WHAT THIS TASK INVOLVES — If a line in the data below contains "rough", copy it.

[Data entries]
* * * * * * * * *
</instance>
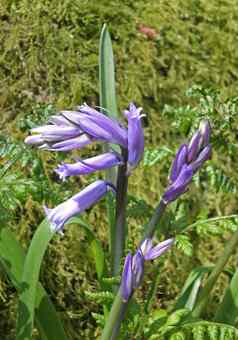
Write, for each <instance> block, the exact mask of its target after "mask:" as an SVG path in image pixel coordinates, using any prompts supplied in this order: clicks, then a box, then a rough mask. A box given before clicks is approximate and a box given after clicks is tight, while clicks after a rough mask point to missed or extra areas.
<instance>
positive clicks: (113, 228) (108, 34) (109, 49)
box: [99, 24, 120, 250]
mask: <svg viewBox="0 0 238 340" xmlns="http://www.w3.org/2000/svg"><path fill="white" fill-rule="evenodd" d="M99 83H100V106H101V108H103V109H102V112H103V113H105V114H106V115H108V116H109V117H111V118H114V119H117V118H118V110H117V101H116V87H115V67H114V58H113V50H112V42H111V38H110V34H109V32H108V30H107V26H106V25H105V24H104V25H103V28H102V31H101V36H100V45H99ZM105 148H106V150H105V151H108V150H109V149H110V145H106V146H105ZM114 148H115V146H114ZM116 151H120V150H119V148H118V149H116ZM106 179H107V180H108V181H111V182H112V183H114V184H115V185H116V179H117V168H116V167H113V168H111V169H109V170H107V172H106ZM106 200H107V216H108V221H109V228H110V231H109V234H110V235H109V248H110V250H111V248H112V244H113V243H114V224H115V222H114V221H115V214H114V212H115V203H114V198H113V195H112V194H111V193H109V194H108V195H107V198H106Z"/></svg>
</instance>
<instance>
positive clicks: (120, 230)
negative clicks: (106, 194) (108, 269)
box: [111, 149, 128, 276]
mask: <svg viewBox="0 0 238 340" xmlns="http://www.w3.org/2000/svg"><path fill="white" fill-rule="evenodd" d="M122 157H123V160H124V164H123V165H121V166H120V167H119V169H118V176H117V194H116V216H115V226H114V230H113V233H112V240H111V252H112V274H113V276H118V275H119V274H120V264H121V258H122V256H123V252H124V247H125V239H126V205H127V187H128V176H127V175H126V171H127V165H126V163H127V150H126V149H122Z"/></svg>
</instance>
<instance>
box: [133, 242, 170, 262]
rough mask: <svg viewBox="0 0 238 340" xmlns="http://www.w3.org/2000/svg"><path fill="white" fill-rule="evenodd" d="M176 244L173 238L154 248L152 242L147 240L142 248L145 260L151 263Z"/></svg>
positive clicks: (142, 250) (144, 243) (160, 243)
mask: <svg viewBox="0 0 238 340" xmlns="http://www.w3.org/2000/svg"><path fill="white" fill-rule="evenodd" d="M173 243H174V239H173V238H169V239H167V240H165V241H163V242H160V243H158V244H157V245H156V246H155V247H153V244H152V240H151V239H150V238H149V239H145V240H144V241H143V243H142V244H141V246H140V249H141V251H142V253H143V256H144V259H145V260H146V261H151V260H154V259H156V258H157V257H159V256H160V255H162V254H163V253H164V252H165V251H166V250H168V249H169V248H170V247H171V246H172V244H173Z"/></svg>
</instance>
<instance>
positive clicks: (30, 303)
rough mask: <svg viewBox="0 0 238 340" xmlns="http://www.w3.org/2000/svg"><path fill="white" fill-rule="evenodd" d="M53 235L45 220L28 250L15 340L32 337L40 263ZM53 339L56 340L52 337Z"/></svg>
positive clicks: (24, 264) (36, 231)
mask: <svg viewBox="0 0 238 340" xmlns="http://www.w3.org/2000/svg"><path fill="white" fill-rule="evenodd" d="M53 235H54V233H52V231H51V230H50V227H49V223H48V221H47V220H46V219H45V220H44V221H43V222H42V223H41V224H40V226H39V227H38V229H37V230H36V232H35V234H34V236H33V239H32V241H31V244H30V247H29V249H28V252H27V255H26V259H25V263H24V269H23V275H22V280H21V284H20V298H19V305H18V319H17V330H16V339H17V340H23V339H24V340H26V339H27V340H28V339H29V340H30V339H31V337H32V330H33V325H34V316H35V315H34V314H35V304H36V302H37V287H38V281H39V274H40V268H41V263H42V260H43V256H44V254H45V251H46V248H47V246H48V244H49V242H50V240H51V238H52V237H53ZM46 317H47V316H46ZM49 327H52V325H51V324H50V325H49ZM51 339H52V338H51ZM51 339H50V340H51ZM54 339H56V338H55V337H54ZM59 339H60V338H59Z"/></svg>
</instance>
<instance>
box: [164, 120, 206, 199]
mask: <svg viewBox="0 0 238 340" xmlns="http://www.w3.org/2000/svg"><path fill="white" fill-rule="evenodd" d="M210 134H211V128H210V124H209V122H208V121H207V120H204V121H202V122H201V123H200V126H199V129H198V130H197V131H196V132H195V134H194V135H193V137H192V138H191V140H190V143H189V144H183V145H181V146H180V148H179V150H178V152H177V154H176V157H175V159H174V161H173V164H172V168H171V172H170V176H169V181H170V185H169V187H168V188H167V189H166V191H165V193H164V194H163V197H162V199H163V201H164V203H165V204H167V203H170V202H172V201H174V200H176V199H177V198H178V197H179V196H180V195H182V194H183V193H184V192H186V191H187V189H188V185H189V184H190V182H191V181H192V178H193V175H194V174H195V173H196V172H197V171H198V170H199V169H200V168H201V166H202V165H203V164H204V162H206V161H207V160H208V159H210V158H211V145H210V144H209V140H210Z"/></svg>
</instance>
* * * * * * * * *
RESULT FOR THIS TASK —
Write, for each <instance> block, the exact mask of its target after "mask:" as an SVG path in image pixel coordinates, using any prompts supplied in this order: clicks, then a box, then a rough mask. A box given before clicks is approximate and a box given after clicks is tight, while clicks after a rough mask point to missed or extra areas.
rough mask: <svg viewBox="0 0 238 340" xmlns="http://www.w3.org/2000/svg"><path fill="white" fill-rule="evenodd" d="M176 244L173 238L154 248L152 242L147 240L142 248L145 260L151 263Z"/></svg>
rough mask: <svg viewBox="0 0 238 340" xmlns="http://www.w3.org/2000/svg"><path fill="white" fill-rule="evenodd" d="M53 235L45 220L28 250L15 340L32 337L40 263ZM53 339L56 340L52 337Z"/></svg>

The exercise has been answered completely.